Designing better mental healthcare facilities

Listening to service-users is imperative with design

The Design in Mental Health Network has always recognised the value of hearing from serviceusers on their experiences in a variety of mental healthcare settings – something reflected in a number of presentations at last August’s DiMH 2021 conference

One of the speakers with forthright views on how the physical environment in inpatient mental health settings, and the way those with mental health issues are perceived and treated, could be improved, is artist and speaker, James Leadbitter, alias ‘the vacuum cleaner’, who gave a thought-provoking presentation. The Network’s editor, Jonathan Baillie, reports.

‘The vacuum cleaner’ is the ‘alias’ of UKbased artist, James Leadbitter, who ‘makes candid, provocative, and playful art about the world being messed up’. Drawing on his own experience of mental ill health, he works with young people, healthcare professionals, and vulnerable adults, ‘to challenge how mental health is understood, treated, and experienced.’ As he puts it, he ‘wants to find better ways to go mad’. ‘With roots in activism and radical art’, he has created both ‘one-man interventions’, and ‘large-scale actions’, as well as performance, installation, and film, with his work shown in galleries, theatres, hospitals, and schools, and appearing on streets and in public spaces internationally.

■ **Task item**
From the article on designing mental healthcare facilities, return the passage that opens with the words containing "The Design in" and closes with "Jonathan Baillie, reports.", copied character for character.

Stored items
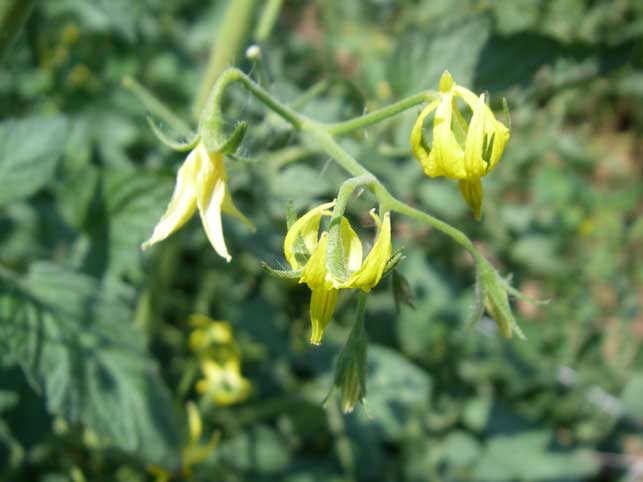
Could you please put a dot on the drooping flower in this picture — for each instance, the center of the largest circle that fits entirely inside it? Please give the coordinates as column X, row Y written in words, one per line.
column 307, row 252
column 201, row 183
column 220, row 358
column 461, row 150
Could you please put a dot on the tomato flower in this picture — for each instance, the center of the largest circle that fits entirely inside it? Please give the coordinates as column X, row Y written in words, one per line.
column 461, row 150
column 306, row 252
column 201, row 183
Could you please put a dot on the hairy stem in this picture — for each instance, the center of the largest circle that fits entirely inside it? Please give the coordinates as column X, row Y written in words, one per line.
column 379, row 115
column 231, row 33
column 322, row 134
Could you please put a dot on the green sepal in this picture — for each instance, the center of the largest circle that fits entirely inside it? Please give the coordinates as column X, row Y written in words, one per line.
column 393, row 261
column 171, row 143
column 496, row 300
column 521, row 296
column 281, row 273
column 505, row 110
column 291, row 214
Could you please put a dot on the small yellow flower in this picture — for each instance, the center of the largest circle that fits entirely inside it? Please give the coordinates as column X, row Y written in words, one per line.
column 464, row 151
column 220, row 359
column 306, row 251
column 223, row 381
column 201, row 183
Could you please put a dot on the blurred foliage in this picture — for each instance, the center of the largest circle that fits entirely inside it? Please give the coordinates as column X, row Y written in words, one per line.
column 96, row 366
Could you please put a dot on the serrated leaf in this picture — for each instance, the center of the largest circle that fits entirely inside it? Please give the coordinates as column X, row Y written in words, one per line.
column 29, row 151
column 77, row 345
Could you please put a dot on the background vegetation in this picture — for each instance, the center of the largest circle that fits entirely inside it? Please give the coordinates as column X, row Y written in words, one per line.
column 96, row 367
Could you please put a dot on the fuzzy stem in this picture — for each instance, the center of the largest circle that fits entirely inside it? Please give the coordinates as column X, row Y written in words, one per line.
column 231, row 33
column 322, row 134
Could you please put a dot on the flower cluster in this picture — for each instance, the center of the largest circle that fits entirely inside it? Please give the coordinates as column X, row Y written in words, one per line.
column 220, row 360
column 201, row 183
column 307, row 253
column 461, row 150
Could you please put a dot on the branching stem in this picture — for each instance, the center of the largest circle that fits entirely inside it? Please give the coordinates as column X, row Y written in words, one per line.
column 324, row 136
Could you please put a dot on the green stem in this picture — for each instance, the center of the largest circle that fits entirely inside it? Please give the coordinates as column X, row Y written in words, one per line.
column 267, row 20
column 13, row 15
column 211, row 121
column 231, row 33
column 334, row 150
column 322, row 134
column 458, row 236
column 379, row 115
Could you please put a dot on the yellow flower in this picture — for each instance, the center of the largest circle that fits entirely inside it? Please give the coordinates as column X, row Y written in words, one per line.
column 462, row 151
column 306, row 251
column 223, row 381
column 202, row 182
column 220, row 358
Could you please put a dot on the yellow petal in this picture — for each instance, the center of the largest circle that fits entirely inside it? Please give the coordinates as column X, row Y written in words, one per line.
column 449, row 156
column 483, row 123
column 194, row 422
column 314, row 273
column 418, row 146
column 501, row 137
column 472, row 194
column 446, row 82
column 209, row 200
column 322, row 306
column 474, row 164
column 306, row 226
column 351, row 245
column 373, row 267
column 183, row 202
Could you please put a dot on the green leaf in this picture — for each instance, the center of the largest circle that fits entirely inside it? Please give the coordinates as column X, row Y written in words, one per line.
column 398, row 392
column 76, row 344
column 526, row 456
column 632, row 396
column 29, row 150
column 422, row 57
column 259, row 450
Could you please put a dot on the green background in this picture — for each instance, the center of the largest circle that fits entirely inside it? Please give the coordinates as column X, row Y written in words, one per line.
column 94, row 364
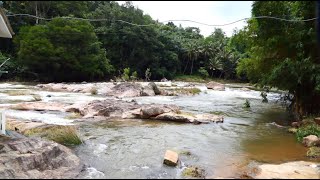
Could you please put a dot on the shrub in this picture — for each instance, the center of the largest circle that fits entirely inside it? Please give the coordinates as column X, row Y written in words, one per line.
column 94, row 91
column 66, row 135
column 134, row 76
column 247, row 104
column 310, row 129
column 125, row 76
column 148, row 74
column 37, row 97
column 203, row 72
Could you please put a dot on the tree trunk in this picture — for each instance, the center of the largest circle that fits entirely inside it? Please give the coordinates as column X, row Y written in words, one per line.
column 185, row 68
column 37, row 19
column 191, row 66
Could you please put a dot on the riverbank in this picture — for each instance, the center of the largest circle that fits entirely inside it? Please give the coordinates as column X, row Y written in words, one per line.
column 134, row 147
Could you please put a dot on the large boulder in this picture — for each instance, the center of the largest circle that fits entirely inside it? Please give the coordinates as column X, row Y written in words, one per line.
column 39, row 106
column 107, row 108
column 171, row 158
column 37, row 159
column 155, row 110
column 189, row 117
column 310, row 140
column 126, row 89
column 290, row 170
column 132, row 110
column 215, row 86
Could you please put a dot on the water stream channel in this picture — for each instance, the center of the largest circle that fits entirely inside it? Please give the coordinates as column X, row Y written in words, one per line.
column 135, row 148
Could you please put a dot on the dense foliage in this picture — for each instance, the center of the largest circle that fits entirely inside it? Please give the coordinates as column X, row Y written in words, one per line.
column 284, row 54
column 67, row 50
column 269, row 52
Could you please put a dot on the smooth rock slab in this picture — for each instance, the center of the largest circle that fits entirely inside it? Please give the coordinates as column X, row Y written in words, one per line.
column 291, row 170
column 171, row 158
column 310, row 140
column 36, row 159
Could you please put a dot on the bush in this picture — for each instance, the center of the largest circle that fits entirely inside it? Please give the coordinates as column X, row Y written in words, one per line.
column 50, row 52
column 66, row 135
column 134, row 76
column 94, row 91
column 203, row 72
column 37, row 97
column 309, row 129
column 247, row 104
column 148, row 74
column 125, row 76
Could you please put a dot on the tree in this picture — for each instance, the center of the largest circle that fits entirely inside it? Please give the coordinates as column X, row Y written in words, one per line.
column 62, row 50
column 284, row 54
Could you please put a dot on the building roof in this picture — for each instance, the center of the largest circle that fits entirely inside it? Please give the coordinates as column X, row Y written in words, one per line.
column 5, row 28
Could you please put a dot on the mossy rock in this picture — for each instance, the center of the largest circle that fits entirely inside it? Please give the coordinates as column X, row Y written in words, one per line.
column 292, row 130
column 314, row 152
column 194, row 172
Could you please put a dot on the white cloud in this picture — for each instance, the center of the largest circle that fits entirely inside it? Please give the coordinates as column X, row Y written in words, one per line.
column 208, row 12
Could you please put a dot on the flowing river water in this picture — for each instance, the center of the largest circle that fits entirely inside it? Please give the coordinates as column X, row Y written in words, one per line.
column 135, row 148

■ **Task answer**
The Design in Mental Health Network has always recognised the value of hearing from serviceusers on their experiences in a variety of mental healthcare settings – something reflected in a number of presentations at last August’s DiMH 2021 conference

One of the speakers with forthright views on how the physical environment in inpatient mental health settings, and the way those with mental health issues are perceived and treated, could be improved, is artist and speaker, James Leadbitter, alias ‘the vacuum cleaner’, who gave a thought-provoking presentation. The Network’s editor, Jonathan Baillie, reports.